* WHAT YOU NEED TO DO
Repeat the lines of the data exactly, from the first one through the one that contains "One point goes on each instance of the turquoise".

* TASK DATA
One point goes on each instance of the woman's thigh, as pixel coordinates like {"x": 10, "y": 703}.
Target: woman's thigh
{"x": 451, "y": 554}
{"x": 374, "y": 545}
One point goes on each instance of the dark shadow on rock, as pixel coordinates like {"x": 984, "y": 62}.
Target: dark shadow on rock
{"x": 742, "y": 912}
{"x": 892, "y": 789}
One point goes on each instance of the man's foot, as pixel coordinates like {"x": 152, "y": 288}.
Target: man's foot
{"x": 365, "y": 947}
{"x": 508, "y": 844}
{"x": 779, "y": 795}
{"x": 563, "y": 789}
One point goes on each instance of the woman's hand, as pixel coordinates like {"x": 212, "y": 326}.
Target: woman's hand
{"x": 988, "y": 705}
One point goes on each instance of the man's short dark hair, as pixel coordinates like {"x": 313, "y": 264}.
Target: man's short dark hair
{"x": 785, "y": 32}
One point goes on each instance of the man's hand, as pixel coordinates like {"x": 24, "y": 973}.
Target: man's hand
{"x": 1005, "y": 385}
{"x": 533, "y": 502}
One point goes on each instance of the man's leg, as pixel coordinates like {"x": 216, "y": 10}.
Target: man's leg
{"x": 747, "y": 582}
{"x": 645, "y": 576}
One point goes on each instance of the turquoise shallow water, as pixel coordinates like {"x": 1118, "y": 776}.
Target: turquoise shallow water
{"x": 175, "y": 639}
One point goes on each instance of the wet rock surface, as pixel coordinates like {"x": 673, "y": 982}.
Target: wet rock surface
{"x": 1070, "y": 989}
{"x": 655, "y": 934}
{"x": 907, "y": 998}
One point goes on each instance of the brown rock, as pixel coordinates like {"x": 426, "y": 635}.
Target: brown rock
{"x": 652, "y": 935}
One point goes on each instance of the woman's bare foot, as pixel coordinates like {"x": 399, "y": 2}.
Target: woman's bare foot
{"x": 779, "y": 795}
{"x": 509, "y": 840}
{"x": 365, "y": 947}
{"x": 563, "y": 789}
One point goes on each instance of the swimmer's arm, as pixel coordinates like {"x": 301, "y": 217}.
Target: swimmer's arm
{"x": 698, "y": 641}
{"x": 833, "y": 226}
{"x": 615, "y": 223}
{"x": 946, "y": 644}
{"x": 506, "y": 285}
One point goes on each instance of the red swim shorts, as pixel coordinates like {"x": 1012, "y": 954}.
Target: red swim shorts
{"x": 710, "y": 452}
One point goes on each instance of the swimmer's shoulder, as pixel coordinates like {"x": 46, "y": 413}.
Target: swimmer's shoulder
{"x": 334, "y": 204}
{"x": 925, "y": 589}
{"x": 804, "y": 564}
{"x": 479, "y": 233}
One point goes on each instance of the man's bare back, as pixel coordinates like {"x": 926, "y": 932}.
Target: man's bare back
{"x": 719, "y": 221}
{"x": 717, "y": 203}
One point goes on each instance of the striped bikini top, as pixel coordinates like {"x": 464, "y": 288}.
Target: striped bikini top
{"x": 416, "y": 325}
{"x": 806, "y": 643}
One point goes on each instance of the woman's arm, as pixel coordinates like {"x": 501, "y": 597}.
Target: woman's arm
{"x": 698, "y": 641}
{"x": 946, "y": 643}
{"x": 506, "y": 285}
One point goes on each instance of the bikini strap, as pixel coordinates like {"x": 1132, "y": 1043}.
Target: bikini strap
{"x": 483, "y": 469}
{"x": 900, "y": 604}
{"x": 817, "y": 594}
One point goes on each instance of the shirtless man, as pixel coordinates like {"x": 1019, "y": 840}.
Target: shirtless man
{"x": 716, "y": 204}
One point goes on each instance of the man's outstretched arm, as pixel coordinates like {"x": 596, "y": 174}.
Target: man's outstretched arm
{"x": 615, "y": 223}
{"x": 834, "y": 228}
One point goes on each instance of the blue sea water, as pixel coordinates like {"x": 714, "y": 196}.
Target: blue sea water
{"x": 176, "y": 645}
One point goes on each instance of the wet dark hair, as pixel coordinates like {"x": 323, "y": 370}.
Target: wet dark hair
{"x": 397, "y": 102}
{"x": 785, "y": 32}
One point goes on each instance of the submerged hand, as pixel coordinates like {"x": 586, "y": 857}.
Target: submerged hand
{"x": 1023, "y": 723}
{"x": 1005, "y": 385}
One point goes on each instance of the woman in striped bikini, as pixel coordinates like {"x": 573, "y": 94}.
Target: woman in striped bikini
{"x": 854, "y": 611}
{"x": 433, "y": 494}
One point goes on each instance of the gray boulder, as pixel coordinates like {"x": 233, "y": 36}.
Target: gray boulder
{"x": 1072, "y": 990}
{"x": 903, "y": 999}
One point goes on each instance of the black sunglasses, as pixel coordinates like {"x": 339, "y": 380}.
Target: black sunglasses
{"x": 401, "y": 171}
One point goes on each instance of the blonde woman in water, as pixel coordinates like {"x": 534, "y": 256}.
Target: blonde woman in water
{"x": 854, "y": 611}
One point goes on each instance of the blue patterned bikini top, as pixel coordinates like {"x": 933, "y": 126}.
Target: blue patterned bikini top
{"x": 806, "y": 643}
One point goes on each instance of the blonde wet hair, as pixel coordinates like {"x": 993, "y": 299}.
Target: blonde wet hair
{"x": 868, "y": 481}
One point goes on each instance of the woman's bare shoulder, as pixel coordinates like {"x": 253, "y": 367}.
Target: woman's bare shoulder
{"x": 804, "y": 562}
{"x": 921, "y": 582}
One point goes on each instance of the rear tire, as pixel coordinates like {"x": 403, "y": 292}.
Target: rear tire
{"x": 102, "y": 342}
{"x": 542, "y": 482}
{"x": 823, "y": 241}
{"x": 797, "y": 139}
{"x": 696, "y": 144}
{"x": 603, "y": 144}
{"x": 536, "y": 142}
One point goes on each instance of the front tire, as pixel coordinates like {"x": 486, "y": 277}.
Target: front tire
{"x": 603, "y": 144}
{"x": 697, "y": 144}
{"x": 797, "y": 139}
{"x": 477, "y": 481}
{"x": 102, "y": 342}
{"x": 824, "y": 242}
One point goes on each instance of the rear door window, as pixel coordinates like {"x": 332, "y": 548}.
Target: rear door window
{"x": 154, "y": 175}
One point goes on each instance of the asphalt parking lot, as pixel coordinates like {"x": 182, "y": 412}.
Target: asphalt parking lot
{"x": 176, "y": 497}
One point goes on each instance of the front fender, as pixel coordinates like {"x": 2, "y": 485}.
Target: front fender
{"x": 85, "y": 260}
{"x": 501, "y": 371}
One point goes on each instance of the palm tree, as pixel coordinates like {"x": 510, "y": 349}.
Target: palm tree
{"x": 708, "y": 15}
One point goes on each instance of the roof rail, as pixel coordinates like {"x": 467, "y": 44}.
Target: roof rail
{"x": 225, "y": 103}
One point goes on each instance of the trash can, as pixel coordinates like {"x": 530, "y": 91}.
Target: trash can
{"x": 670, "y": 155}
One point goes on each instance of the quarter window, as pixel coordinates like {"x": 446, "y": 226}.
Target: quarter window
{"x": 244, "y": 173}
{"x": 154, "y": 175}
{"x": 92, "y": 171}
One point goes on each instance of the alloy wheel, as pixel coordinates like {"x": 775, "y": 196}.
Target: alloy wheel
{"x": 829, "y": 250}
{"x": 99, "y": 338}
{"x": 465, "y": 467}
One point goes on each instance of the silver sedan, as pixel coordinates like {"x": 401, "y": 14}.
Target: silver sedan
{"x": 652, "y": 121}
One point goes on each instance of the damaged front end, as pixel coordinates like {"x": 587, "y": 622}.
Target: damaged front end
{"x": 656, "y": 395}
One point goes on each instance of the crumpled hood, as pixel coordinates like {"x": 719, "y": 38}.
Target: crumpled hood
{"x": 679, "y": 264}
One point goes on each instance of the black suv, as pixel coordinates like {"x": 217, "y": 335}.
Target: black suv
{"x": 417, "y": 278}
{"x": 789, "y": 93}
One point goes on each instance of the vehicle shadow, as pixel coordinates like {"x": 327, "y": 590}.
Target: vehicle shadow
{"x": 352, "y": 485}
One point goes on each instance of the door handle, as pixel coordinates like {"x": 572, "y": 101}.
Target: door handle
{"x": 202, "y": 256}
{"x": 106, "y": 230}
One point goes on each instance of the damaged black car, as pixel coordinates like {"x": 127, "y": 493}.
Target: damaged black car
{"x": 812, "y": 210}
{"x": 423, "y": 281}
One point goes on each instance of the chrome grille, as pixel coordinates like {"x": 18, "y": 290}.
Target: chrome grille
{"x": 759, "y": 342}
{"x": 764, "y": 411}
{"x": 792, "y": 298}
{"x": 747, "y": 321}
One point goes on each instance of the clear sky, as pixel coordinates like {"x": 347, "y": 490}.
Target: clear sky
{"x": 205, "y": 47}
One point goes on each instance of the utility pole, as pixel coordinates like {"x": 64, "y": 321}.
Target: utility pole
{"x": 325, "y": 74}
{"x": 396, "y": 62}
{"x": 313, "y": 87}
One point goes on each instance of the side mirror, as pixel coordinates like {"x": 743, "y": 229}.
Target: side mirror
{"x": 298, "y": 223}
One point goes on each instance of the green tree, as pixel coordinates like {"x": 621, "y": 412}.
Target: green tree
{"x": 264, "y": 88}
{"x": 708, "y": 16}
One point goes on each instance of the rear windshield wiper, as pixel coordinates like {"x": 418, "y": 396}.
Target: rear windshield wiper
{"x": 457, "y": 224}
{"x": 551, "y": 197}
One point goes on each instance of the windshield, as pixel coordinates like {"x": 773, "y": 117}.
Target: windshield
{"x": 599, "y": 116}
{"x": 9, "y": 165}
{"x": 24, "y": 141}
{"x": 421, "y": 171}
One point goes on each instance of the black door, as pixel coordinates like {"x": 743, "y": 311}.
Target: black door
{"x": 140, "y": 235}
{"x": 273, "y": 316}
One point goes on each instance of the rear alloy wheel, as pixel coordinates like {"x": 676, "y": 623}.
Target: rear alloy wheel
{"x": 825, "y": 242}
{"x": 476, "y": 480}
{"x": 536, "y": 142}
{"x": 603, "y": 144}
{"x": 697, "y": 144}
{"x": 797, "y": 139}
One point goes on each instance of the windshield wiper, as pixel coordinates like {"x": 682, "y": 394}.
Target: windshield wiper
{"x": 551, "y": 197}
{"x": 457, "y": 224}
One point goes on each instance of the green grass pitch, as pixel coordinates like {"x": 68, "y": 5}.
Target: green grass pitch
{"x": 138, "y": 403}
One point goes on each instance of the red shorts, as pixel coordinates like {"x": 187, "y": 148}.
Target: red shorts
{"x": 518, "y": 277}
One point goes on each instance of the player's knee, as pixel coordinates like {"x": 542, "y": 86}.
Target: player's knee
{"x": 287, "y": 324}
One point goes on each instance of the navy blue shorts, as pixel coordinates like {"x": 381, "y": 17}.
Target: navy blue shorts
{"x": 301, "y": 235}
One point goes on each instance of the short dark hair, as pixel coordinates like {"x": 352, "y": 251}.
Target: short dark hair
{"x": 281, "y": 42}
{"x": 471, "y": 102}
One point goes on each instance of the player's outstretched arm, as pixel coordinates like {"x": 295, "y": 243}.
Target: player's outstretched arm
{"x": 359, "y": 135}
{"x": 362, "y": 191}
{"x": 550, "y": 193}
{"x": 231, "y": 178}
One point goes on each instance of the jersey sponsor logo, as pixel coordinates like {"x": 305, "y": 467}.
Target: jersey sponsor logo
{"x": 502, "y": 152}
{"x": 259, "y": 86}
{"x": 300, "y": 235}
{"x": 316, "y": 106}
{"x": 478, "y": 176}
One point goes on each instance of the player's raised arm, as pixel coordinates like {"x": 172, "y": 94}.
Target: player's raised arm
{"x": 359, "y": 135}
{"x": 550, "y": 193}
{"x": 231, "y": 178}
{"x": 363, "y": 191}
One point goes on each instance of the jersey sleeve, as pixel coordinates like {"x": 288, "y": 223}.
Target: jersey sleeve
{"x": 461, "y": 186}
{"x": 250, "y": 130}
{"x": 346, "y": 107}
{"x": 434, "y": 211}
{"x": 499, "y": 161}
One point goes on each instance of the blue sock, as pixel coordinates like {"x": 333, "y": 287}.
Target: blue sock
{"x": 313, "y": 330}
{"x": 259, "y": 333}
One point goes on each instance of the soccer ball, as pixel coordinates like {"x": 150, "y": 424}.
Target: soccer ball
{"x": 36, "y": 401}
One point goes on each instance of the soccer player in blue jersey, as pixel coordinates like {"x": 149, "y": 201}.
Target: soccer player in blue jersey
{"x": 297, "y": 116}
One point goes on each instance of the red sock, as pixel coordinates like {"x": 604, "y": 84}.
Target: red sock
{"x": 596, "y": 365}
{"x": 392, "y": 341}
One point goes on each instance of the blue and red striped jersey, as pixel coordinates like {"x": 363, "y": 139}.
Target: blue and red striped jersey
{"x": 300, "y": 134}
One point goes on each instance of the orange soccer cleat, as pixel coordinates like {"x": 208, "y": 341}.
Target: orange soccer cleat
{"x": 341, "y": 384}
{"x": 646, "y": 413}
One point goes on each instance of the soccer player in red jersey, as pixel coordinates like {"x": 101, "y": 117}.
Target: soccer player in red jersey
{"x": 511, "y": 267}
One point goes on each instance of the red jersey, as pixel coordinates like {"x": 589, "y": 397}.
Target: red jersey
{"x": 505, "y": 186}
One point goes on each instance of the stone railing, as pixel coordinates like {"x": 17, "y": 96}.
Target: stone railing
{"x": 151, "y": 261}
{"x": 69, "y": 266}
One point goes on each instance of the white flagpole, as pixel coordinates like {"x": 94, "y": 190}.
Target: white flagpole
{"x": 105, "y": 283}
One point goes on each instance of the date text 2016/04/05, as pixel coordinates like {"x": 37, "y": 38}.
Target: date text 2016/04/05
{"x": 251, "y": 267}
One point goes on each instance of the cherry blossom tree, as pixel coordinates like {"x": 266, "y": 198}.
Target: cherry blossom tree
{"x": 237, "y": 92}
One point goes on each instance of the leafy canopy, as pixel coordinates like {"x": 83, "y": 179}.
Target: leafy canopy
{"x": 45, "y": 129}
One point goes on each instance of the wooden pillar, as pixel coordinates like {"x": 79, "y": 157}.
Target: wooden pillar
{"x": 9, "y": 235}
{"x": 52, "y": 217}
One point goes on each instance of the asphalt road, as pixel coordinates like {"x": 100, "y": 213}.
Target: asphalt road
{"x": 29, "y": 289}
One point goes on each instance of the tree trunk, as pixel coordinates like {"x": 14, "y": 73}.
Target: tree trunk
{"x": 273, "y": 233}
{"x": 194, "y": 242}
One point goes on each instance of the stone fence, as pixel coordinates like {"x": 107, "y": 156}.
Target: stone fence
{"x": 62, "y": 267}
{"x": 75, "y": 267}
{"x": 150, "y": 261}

* EXPECTED OUTPUT
One point goes on each instance of the woman's thigh, as pixel coordinates like {"x": 10, "y": 703}.
Target: woman's thigh
{"x": 451, "y": 554}
{"x": 374, "y": 545}
One point goes on each instance of the dark shadow on rock, as pixel coordinates like {"x": 984, "y": 62}.
Target: dark shadow on rock
{"x": 742, "y": 912}
{"x": 892, "y": 789}
One point goes on each instance of the man's foot, as pixel coordinates like {"x": 152, "y": 288}.
Target: man's foot
{"x": 365, "y": 947}
{"x": 508, "y": 844}
{"x": 779, "y": 795}
{"x": 563, "y": 789}
One point goes on each instance of the woman's hand, as pixel coordinates like {"x": 212, "y": 326}.
Target: woman's hand
{"x": 988, "y": 705}
One point goes on each instance of the man's short dark hair, as pixel coordinates like {"x": 313, "y": 264}.
Target: man's short dark hair
{"x": 785, "y": 32}
One point goes on each instance of the man's hand, as pixel coordinates like {"x": 24, "y": 973}.
Target: man's hand
{"x": 1005, "y": 385}
{"x": 533, "y": 502}
One point goes on each instance of the man's leg, as pixel coordinates like {"x": 216, "y": 10}.
Target: man's leg
{"x": 747, "y": 582}
{"x": 645, "y": 576}
One point goes on each instance of the turquoise shallow water, as pixel coordinates like {"x": 1118, "y": 776}.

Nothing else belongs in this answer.